= TEXTAUSZUG =
↓
Wesel. Klaas Wagner ist neuer Spix-Geschäftsführer. Der Rheinberger löst Jo Becker ab, der die Sozialpsychiatrische Initiative vor 35 Jahren gründete.

Zwei Dinge braucht der Mensch. „Ein Zuhause und Arbeit, die anerkannt wird“, sagt Jo Becker mit voller Überzeugung. Vor 35 Jahren hat der Xantener mit einigen Mitstreitern die „Sozialpsychiatrische Initiative Xanten“, in der Region unter der Abkürzung Spix längst ein Begriff, als eingetragenen Verein gegründet. In einer Zeit, in der Menschen im Falle einer schweren psychischen Erkrankung in Kliniken wie in Bedburg-Hau ihr ganzes Leben lang in großen Schlafsälen ihr Dasein fristeten und so gut wie nicht mehr in Kontakt zu anderen Menschen kamen. „Diesen Zustand fand ich fürchterlich, das war ein unwürdiges Leben in erbärmlichen Wohnverhältnissen“, sagt der heute 64-Jährige. „Leben findet in der Gemeinschaft statt, nicht in einer Anstalt.“

Umdenken bei der Politik

In vielen Veröffentlichungen, beispielsweise im Ärzteblatt, prangerte Jo Becker, der als Arzt in Bedburg-Hau arbeitete, die Missstände an und trug zusammen mit einem Bericht im WDR-Fernsehen wesentlich dazu bei, dass sich 1989 auch in politischen Kreisen ein Umdenken einstellte – weg von der Anstalts- und hin zur Gemeinde-Psychiatrie, in der sich Träger vor Ort um die Belange von Menschen mit psychischen Erkrankungen und seelischen Behinderungen kümmerten. Die Wiederherstellung normalisierter Lebensumstände für Menschen mit Behinderungen lief unter dem etwas sperrigen Begriff Enthospitalisierung, unterlief in den 90er Jahren einem langwierigen Prozess und mündet heute im Bundesteilhabegesetz.
↑
[Gespeicherte Dateneinträge]
↓
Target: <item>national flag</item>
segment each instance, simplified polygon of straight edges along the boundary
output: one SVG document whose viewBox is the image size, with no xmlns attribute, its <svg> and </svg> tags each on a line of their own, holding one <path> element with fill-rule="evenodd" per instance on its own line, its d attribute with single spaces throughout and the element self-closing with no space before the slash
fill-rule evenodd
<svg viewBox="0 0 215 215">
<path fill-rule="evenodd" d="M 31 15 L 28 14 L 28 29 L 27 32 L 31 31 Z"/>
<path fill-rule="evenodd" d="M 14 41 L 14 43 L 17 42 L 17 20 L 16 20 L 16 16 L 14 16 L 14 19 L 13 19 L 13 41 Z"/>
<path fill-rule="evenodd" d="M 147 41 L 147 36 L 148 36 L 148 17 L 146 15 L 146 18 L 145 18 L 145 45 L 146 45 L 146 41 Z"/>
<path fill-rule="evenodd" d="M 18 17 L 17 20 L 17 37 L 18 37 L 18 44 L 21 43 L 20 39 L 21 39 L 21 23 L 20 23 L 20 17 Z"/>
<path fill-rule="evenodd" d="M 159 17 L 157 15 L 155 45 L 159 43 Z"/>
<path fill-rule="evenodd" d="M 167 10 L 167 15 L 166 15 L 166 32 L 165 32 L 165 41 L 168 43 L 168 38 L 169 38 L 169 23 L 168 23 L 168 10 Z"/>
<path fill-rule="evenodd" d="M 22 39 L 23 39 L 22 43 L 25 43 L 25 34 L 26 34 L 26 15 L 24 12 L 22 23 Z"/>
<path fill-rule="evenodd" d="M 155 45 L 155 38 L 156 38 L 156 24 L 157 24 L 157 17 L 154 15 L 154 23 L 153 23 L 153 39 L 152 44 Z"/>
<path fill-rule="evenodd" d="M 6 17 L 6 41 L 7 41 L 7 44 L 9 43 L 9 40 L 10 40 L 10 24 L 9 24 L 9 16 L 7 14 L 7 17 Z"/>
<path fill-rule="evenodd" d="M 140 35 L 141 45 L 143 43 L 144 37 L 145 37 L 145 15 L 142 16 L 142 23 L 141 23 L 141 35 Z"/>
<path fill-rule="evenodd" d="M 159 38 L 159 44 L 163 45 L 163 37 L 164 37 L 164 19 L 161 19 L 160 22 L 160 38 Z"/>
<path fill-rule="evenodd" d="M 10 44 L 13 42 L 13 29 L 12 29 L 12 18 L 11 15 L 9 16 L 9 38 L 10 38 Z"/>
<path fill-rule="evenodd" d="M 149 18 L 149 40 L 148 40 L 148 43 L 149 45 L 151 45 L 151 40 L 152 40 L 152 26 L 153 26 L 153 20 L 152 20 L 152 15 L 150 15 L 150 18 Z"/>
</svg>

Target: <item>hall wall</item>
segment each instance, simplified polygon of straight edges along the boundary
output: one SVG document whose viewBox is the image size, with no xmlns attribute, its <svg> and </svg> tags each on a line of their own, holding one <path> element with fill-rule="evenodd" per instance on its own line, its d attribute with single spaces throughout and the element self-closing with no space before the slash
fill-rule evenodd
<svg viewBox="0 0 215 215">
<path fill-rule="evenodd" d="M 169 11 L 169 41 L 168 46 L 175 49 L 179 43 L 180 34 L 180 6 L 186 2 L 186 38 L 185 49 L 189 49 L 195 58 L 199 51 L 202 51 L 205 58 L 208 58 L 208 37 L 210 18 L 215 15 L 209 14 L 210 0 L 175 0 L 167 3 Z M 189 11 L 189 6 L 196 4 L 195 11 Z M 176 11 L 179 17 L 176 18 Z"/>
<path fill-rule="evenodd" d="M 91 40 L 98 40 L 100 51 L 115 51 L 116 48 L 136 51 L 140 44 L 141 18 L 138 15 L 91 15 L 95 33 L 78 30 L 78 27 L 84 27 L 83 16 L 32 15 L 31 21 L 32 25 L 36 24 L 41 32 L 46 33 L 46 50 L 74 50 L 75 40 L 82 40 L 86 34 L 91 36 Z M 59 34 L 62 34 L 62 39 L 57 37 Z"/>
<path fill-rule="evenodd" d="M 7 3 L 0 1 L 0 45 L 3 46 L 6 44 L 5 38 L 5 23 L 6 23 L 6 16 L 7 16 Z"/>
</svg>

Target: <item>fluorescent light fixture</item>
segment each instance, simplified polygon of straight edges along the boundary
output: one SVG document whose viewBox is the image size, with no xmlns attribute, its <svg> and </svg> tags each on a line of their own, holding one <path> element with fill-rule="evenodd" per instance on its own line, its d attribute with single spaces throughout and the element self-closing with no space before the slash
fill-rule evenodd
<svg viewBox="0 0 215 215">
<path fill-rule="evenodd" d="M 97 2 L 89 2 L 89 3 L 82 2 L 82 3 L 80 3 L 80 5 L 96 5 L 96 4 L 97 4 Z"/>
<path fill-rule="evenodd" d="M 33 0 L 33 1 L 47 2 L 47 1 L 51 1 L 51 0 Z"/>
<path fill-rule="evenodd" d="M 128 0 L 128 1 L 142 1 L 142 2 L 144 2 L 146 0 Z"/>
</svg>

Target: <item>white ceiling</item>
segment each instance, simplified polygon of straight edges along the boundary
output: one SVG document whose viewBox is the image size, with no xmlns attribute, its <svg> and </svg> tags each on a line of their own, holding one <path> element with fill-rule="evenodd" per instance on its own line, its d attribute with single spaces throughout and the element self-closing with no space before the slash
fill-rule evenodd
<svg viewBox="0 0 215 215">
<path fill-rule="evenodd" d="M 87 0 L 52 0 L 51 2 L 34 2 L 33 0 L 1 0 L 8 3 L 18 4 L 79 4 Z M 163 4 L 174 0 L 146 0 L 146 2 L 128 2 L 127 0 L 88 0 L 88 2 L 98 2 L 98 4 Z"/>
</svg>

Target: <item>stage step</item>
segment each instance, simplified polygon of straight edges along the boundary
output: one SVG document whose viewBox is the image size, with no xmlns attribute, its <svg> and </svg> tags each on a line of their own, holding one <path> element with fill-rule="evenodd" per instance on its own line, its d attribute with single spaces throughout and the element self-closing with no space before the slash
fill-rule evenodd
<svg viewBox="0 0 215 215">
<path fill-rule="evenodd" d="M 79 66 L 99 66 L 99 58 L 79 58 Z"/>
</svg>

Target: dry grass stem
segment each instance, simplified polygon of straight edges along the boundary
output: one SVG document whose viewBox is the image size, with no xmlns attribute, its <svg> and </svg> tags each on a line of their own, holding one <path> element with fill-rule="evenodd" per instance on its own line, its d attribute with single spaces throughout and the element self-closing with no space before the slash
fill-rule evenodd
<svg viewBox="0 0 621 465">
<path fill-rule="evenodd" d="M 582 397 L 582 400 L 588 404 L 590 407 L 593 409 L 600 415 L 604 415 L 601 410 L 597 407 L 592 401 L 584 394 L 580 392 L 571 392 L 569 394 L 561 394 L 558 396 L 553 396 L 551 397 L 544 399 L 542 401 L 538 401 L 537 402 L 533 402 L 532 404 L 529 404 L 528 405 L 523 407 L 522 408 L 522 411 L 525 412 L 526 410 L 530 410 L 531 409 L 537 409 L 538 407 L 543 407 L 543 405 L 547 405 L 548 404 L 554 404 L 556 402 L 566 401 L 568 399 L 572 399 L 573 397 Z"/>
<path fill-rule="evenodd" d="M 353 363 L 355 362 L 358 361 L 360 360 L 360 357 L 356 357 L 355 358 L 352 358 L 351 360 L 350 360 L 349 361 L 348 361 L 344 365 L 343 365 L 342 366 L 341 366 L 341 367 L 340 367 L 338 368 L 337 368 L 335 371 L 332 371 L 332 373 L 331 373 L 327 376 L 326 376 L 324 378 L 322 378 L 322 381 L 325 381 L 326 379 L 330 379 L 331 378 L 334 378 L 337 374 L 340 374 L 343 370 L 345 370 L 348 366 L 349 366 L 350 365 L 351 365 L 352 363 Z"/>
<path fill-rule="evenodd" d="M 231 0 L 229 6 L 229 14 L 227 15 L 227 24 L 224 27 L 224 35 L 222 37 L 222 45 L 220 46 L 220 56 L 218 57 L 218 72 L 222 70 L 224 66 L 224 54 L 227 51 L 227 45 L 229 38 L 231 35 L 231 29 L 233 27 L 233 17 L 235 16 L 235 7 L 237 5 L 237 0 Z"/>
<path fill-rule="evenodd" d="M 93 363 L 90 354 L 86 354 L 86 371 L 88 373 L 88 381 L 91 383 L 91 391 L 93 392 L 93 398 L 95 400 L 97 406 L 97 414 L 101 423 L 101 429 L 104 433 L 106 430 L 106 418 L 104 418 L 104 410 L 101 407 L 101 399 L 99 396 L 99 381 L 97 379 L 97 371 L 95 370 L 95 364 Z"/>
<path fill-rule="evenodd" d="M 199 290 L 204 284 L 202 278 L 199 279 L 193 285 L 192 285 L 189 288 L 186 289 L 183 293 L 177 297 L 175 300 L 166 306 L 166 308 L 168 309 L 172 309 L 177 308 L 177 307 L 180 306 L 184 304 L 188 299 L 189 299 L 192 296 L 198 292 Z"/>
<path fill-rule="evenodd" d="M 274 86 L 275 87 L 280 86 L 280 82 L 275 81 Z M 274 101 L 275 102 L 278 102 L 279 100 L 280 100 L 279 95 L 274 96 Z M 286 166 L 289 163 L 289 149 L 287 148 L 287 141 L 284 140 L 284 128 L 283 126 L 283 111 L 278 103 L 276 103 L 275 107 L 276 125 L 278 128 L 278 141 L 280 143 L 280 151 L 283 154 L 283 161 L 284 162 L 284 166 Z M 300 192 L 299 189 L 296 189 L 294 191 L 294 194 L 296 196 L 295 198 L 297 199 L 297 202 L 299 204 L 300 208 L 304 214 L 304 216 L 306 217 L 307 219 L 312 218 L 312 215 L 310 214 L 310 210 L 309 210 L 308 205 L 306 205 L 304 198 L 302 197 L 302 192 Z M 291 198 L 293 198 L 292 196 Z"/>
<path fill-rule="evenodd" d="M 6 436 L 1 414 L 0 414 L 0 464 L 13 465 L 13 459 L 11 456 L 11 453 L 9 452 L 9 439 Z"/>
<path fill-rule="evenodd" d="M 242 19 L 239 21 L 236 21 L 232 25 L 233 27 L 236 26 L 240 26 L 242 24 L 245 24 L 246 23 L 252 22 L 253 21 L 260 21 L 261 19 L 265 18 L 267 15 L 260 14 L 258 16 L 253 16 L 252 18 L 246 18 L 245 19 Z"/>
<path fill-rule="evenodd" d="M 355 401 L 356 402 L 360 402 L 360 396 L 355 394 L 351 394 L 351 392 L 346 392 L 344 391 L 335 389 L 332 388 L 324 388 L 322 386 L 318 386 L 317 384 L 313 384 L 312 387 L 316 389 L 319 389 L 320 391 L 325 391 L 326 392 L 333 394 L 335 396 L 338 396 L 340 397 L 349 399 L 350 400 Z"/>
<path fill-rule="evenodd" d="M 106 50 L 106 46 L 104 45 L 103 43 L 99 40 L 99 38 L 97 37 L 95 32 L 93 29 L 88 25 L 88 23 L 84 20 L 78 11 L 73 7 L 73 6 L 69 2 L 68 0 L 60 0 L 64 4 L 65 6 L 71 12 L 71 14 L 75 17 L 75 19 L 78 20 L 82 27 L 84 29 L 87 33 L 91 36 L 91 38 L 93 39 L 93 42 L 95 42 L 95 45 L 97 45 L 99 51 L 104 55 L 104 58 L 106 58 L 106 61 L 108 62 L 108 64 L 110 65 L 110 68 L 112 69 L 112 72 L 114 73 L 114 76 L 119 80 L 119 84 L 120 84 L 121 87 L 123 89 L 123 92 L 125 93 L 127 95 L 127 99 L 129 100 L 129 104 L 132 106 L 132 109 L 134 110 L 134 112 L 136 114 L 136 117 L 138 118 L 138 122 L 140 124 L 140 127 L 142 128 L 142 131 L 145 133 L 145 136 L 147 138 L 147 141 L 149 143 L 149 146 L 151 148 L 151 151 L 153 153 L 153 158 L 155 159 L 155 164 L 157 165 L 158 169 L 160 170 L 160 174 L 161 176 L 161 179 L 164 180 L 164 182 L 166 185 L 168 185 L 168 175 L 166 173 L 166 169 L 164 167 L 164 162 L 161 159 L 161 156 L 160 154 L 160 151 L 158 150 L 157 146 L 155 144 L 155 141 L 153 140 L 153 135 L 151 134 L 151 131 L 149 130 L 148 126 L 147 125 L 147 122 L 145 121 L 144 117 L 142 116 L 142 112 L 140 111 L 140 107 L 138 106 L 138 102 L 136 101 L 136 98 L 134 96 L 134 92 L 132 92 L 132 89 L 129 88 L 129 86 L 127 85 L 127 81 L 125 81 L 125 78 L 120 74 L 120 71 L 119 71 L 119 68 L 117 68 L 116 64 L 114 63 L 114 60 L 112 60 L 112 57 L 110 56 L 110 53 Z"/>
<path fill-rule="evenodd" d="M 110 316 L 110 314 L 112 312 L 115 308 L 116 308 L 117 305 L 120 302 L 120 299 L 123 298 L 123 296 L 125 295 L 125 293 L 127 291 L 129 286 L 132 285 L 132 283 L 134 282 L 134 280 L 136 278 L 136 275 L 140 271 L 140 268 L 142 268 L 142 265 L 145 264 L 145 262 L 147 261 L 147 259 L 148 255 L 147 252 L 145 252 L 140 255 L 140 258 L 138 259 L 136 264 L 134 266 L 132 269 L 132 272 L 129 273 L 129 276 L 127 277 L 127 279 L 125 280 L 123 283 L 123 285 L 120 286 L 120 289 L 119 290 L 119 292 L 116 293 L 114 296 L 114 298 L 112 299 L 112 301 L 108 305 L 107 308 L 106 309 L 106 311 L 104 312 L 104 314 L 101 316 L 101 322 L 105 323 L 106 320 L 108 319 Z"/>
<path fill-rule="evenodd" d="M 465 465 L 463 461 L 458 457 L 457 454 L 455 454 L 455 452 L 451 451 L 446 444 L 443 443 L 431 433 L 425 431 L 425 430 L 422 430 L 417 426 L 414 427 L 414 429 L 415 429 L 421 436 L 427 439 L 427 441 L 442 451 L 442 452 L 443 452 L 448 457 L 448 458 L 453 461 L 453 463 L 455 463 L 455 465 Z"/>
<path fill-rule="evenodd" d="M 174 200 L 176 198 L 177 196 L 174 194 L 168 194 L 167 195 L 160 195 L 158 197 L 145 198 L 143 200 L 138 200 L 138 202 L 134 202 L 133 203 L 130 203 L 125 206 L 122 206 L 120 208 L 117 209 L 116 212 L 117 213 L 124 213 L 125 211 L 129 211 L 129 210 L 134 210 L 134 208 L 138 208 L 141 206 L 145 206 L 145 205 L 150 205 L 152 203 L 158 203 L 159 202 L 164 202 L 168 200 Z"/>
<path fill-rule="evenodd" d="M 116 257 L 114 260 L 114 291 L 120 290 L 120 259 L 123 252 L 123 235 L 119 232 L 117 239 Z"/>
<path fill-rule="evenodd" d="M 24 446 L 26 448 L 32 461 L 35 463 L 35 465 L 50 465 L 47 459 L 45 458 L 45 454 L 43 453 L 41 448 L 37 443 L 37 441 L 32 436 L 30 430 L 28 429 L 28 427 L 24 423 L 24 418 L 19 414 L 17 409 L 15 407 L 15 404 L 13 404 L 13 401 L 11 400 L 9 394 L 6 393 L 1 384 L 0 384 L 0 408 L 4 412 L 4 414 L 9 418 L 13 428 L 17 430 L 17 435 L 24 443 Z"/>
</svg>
↑
= AUFGABENSTELLUNG =
Wer ist laut dem Textauszug der neue Geschäftsführer der Spix?

= ANTWORT =
Klaas Wagner aus Rheinberg ist neuer Spix-Geschäftsführer.